BEGIN Source records
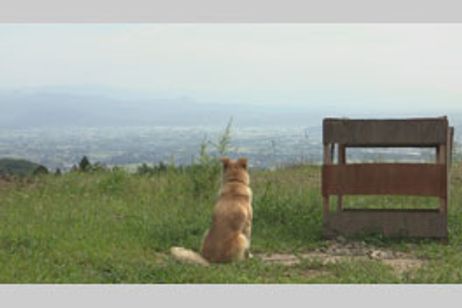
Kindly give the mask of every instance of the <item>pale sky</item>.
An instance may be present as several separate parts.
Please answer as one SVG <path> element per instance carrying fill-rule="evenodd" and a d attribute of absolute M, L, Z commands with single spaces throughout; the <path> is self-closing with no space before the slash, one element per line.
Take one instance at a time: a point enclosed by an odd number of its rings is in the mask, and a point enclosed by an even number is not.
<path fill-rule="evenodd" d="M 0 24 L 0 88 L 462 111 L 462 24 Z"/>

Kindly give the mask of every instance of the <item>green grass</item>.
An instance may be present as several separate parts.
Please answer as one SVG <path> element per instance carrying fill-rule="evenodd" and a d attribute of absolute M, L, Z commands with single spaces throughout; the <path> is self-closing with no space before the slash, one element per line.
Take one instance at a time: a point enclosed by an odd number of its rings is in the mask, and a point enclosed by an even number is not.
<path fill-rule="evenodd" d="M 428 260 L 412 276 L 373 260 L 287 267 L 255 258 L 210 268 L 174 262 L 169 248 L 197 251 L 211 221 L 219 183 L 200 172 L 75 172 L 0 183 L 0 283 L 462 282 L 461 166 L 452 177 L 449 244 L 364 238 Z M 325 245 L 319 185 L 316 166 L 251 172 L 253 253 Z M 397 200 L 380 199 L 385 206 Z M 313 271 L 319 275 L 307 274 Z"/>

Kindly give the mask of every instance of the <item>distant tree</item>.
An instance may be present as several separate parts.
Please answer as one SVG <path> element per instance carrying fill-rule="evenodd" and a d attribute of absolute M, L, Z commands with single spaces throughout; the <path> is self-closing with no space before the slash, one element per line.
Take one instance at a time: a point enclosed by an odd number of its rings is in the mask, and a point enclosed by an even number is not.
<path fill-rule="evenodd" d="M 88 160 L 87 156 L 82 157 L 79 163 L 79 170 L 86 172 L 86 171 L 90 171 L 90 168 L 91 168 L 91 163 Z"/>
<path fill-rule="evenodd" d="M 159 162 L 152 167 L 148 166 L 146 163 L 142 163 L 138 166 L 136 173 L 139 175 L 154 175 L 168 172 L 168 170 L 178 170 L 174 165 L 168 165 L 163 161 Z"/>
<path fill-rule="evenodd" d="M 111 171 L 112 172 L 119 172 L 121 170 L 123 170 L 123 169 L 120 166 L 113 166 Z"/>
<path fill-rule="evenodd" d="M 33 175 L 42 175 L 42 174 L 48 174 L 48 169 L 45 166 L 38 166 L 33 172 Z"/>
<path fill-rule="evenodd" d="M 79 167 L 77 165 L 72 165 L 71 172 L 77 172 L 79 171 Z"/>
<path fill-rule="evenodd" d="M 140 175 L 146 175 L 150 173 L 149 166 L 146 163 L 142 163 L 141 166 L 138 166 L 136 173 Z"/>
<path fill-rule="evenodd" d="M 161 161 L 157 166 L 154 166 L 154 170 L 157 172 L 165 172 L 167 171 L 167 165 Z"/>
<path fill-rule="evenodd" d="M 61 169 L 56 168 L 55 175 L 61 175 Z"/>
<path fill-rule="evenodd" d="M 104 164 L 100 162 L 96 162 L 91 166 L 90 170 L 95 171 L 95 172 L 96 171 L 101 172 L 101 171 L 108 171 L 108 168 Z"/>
END Source records
Reproduce the data verbatim and omit each image.

Kindly give the mask of every instance of the <item>pale sky</item>.
An instance may be present as several separate parts.
Please answer as one SVG <path> element per instance carrying fill-rule="evenodd" and a d attribute of absolute M, L, Z commands with single spaces throughout; the <path> is self-closing with no space before the slash, one element per line.
Take one instance at a time: a point enclosed by an odd number of its rings is in the mask, and a point enclosed by an even number is not.
<path fill-rule="evenodd" d="M 0 24 L 0 88 L 462 111 L 462 24 Z"/>

Kindly give the mask of every instance of the <item>green grass</item>.
An instance may be present as several separate parts.
Please answer as one SVG <path> element per instance carrying fill-rule="evenodd" and a d attribute of absolute M, L, Z commands with single spaces throughout; the <path> is self-closing with no space before the slash, one element per line.
Take one instance at a time: a point enclosed by an odd number of its rings is in the mask, and a point enclosed by an even number is not.
<path fill-rule="evenodd" d="M 428 260 L 412 276 L 373 260 L 287 267 L 255 258 L 210 268 L 174 262 L 169 248 L 197 251 L 211 221 L 219 183 L 200 172 L 75 172 L 0 183 L 0 283 L 462 282 L 461 166 L 452 177 L 449 244 L 364 238 Z M 325 245 L 319 185 L 316 166 L 251 172 L 253 253 Z M 397 200 L 380 199 L 385 206 Z M 313 271 L 319 275 L 307 274 Z"/>

Kindly give the mask of every instance of the <item>distant tree</item>.
An instance may be present as several separate parts.
Please answer as one SVG <path> element per instance carrying fill-rule="evenodd" and a d attribute of absolute M, L, Z commands with single spaces throughout; the <path> is self-closing with no space before the slash, one element per line.
Take one instance at a time: a point enclosed by an odd number of its rings is in the mask, and a point enclosed by an even number is not.
<path fill-rule="evenodd" d="M 88 160 L 87 156 L 82 157 L 79 163 L 79 170 L 86 172 L 86 171 L 90 171 L 90 168 L 91 168 L 91 163 Z"/>
<path fill-rule="evenodd" d="M 159 162 L 152 167 L 148 166 L 146 163 L 142 163 L 138 166 L 136 173 L 139 175 L 154 175 L 168 172 L 168 170 L 178 170 L 174 165 L 168 165 L 163 161 Z"/>
<path fill-rule="evenodd" d="M 111 171 L 112 172 L 119 172 L 121 170 L 123 170 L 123 169 L 120 166 L 113 166 Z"/>
<path fill-rule="evenodd" d="M 33 175 L 42 175 L 42 174 L 48 174 L 48 169 L 45 166 L 38 166 L 33 172 Z"/>
<path fill-rule="evenodd" d="M 79 167 L 77 165 L 72 165 L 71 172 L 77 172 L 79 171 Z"/>
<path fill-rule="evenodd" d="M 140 175 L 146 175 L 150 173 L 149 166 L 146 163 L 142 163 L 141 166 L 138 166 L 136 173 Z"/>
<path fill-rule="evenodd" d="M 161 161 L 157 166 L 154 166 L 154 170 L 157 172 L 165 172 L 167 171 L 167 165 Z"/>
<path fill-rule="evenodd" d="M 61 169 L 56 168 L 55 175 L 61 175 Z"/>
<path fill-rule="evenodd" d="M 104 164 L 100 162 L 96 162 L 91 166 L 90 170 L 95 171 L 95 172 L 96 171 L 101 172 L 101 171 L 108 171 L 108 168 Z"/>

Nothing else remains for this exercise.